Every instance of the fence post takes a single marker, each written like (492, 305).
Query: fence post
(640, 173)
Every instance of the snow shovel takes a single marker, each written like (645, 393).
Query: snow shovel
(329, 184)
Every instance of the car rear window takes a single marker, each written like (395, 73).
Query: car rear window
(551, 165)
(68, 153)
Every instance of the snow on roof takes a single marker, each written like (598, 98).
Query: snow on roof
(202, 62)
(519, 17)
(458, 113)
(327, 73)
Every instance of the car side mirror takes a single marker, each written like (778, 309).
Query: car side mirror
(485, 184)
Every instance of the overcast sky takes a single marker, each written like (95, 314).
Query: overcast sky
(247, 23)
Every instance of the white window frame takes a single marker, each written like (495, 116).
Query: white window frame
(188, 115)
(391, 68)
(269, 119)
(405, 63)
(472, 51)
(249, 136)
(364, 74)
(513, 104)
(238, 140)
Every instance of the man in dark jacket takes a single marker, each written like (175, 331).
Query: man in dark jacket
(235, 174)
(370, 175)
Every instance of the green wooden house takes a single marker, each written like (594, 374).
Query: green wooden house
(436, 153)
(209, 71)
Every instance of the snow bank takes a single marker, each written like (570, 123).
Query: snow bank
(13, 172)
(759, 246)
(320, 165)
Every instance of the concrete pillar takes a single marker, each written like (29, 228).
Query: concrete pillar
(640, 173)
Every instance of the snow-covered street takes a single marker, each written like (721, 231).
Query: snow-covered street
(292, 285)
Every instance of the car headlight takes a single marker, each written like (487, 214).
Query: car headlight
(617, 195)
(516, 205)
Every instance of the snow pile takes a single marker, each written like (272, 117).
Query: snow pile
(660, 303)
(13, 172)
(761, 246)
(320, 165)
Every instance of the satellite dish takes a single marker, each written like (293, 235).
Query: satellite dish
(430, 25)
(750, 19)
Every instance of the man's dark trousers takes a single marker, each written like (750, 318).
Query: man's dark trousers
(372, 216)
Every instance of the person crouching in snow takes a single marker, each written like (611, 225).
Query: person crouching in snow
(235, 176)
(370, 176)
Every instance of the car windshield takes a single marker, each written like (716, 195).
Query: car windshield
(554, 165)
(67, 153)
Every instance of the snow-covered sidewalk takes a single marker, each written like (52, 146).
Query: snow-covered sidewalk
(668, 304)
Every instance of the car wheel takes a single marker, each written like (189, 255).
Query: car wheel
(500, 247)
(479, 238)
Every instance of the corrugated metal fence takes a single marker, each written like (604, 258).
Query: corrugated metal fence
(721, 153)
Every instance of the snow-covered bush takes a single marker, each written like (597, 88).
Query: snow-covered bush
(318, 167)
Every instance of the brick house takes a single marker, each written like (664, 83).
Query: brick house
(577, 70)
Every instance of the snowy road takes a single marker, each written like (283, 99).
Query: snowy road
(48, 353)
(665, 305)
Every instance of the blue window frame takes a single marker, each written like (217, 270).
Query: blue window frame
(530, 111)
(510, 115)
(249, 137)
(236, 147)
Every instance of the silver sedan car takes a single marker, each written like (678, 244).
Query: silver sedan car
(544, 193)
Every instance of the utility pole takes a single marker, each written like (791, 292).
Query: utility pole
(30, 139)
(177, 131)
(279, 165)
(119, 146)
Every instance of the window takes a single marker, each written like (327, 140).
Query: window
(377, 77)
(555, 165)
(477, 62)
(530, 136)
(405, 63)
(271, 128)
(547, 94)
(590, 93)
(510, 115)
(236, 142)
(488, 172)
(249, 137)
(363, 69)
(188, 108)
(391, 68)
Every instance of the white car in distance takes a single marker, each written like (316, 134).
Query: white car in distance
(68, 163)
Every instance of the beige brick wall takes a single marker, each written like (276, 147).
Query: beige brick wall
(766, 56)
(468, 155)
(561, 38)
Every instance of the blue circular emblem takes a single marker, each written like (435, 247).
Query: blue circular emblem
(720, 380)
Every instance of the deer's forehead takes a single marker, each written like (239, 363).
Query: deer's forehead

==*==

ASSIGNED TASK -
Retyping every line above exactly is all that is needed.

SOLUTION BELOW -
Every instance of the fence post takes a single marker, each written like (492, 305).
Query: fence post
(640, 173)
Every instance of the snow shovel takes a single marker, each written like (645, 393).
Query: snow shovel
(329, 184)
Every instance of the car rear window takes a single marker, each written like (395, 73).
Query: car rear window
(551, 165)
(68, 153)
Every instance of the snow on roof takes a single marker, each written like (598, 98).
Query: snow on roof
(202, 62)
(519, 17)
(458, 113)
(327, 73)
Every instance of the car side mirror takes a single marker, each written like (778, 309).
Query: car side mirror
(485, 184)
Every instance of the overcast sky takes a single marker, each written like (95, 314).
Query: overcast sky
(247, 23)
Every instance of the white window frame takes a single marker, each written like (495, 116).
Query: white window frame
(188, 115)
(391, 68)
(269, 119)
(405, 63)
(472, 51)
(249, 136)
(364, 74)
(513, 104)
(238, 140)
Every instance of the man in dark jacket takes a single marker, each written like (175, 331).
Query: man in dark jacket
(235, 174)
(370, 175)
Every instance of the green wooden house takes a single marker, each written like (594, 374).
Query: green wooden house
(436, 153)
(209, 71)
Every instance of the snow bank takes a single marker, each written like (570, 123).
Query: snow bank
(13, 172)
(759, 246)
(320, 165)
Every instance of the concrete pillar takes a single marker, each written like (29, 228).
Query: concrete pillar
(640, 173)
Every instance of the snow-covered street takes a single marker, each written like (721, 231).
Query: snow-covered street
(292, 285)
Every instance of the car headlight takes a single marker, each written like (487, 214).
Query: car headlight
(617, 195)
(516, 205)
Every instance of the snow pile takes a single marker, each written like (272, 117).
Query: snow pile
(660, 303)
(13, 172)
(761, 246)
(320, 165)
Every instance of the satellite dish takes a single marker, each written like (293, 235).
Query: satellite dish
(430, 25)
(750, 19)
Every instance of the man's dark trousers takes a single marker, each written like (750, 318).
Query: man's dark trousers
(372, 216)
Every instance of the person crouching in snow takes a single marker, each written like (611, 225).
Query: person crouching in snow
(235, 176)
(370, 176)
Every instance of the car windshield takes a single marker, each written like (716, 195).
Query: car windshield
(554, 165)
(67, 153)
Every instance of the snow-covered sidewalk takes a single marker, each written like (52, 146).
Query: snow-covered sidewalk
(668, 304)
Every instance of the car wheel takes a single marker, each written like (189, 255).
Query: car wheel
(500, 247)
(479, 238)
Every instance of the corrugated metal fence takes a single marker, each written like (604, 258).
Query: corrugated metal fence
(721, 153)
Every instance of the snow-covered bush takes a single marker, each written like (597, 88).
Query: snow-covered bush
(318, 167)
Every instance of the brick house takes a single marker, each written like (664, 83).
Query: brick house
(577, 70)
Every instance of the snowy road takes a single marker, each written like (283, 99).
Query: snowy road
(48, 353)
(665, 305)
Every instance of the blue window frame takes a single marker, each written like (217, 270).
Query: blue window frame
(530, 111)
(510, 115)
(249, 137)
(236, 147)
Every instance of the silver sedan car takes a single marker, each written like (678, 244).
Query: silver sedan car
(544, 193)
Every instance of the utility pole takes a single marker, each written like (791, 292).
Query: utility pole
(30, 139)
(177, 131)
(279, 165)
(119, 146)
Every instance of the window takes a single marker, each written like (327, 140).
Query: window
(377, 77)
(555, 165)
(477, 62)
(530, 136)
(405, 63)
(271, 128)
(547, 94)
(590, 93)
(510, 115)
(236, 142)
(488, 172)
(249, 137)
(363, 69)
(188, 108)
(391, 68)
Every instance of the white car in distance takes a single marker, each written like (316, 134).
Query: white car in distance
(68, 163)
Every instance of the beige brick wall takes a single marker, each written like (276, 147).
Query: beige brick wall
(766, 56)
(468, 155)
(561, 38)
Every instance of the blue circular emblem takes a single marker, each written like (435, 247).
Query: blue circular emblem
(720, 380)
Every instance of the deer's forehead takes a single marker, each written like (239, 363).
Query: deer's forehead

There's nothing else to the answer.